- THE DATA
________________

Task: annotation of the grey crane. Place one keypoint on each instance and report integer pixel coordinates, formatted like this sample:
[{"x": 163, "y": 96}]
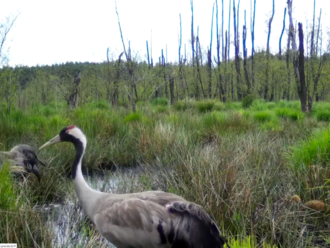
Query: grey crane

________________

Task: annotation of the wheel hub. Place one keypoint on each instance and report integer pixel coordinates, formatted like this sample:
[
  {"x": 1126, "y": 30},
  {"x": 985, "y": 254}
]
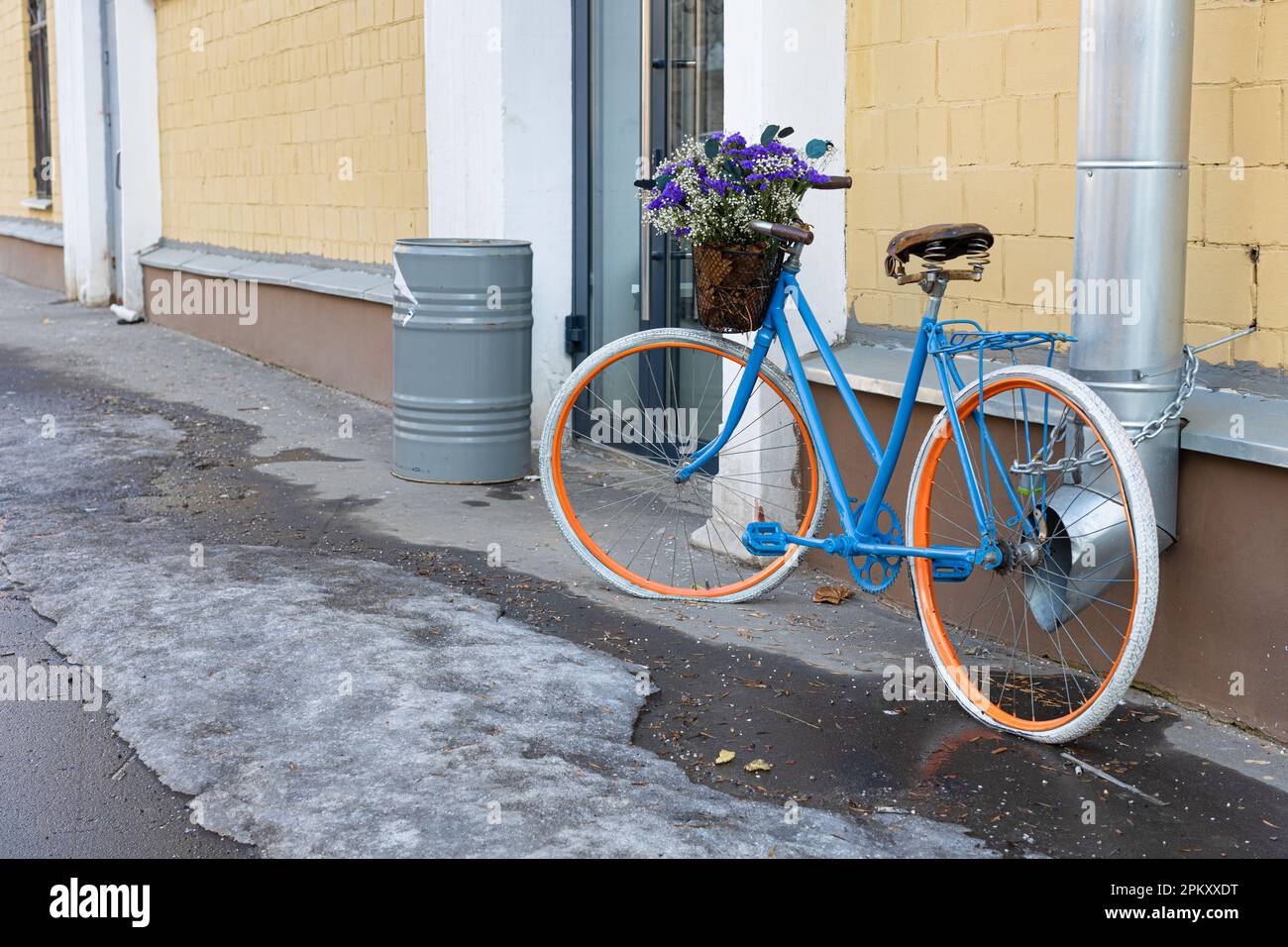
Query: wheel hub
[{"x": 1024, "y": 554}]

________________

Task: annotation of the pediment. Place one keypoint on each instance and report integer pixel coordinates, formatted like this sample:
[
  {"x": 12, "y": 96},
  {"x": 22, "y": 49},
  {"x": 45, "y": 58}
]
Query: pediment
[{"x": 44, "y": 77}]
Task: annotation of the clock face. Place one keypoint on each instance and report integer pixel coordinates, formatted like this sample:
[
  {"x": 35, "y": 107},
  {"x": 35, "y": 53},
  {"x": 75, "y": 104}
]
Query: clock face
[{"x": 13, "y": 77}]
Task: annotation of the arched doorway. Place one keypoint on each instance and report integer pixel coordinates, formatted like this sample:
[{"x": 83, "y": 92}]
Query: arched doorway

________________

- GIVEN TASK
Select every line in the listing above that contains the word "wheel", and copy each such line in full.

- ANSWER TO THE PROBLEM
Task: annotation of the wheel hub. Place one keypoint on each instance and report integer pixel coordinates, formatted like this sample:
Query: wheel hub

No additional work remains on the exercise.